**** Отрывок из текста ****
Это отражается и в стилистике текстов: если «Хранитель древностей» – это наследующий модернистской прозе тонкий роман-эссе, то «Факультет…» в большей степени реалистичен, связан со стремлением Домбровского высказать правду о советском обществе 1930–50-х годов. Если в первом романе история Георгия Зыбина воспринимается как «частный случай» несовпадения с социальным контекстом, то в «Факультете…» Домбровский выносит приговор всему советскому государству, морально унижающему и физически уничтожающему своих граждан.
Почти все события романа, не считая флешбэков и авторских экскурсов в древнюю историю, происходят в Алма-Ате в середине 1937 года. Домбровский показывает, что происходит с героями романа на пике массовых репрессий, но в то же время представляет любимый город, сыгравший важную, если не центральную, роль в его жизни. В «Факультете…» довольно часто возникают городские пейзажи, описывается известный стихийный рынок и другие городские пространства – парки, заповедники, в которых герои романа чувствуют себя гораздо безопаснее, чем в центре города.
Сам Домбровский оказался в Алма-Ате весной 1933 года: это был цветущий южный город с довольно слабой социальной инфраструктурой. Начало 1930-х годов как раз было временем культурного и социального освоения Казахстана: оно началось сразу после Октябрьской революции и стало особенно интенсивным после 1929 года, когда столицу республики перенесли из Оренбурга в Алма-Ату. В городе оказалась и большая часть обширной археологической коллекции оренбургского музея, которую разбирает и классифицирует в «Хранителе древностей» Зыбин. То же самое происходит и с библиотеками двух городов: работающий там Корнилов недоволен, что некому разбираться с редкими книгами, оказавшимися в Алма-Ате.
**** Фрагменты данных ****
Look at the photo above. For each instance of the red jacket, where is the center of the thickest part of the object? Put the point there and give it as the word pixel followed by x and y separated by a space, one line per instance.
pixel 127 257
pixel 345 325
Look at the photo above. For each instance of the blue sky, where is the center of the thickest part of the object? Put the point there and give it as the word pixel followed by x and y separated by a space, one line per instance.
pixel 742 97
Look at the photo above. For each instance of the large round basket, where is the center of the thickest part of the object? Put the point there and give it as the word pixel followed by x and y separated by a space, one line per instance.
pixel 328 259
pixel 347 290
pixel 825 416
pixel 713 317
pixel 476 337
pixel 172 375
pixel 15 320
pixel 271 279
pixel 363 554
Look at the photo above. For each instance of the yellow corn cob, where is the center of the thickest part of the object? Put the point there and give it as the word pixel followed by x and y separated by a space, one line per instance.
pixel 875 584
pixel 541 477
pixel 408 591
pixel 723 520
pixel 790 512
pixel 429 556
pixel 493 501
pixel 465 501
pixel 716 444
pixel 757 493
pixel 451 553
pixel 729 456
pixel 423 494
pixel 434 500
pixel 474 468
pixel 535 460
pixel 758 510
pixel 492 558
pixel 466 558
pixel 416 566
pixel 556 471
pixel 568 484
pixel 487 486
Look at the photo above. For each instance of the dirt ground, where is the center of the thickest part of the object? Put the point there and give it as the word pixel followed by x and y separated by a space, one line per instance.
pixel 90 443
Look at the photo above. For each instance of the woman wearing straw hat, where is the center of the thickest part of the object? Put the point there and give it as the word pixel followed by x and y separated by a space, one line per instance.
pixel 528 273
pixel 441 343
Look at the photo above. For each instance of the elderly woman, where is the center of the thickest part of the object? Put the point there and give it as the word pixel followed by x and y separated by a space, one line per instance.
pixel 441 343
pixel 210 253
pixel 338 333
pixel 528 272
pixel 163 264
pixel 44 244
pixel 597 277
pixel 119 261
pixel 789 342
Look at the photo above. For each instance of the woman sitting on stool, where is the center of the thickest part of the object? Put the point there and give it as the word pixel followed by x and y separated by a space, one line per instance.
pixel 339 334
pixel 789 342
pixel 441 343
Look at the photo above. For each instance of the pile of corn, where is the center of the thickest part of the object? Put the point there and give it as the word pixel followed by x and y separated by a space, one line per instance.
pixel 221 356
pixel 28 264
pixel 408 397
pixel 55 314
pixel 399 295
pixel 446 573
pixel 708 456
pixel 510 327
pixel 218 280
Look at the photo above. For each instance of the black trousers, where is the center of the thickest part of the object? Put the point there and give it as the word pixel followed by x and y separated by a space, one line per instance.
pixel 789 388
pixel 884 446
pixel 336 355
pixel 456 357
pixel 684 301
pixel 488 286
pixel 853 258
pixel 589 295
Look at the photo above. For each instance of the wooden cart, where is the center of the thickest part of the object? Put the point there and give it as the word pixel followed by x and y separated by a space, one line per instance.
****
Условие задачи:
Ответьте на вопросы по отрывку о романах Домбровского.
(a) Где и когда происходят почти все события «Факультета…»?
(b) В какое время года и в каком году Домбровский оказался в Алма-Ате?
(c) Из какого города и в каком году столицу республики перенесли в Алма-Ату?

Итоговый ответ:
(a) В Алма-Ате в середине 1937 года.
(b) Весной 1933 года.
(c) Из Оренбурга в 1929 году.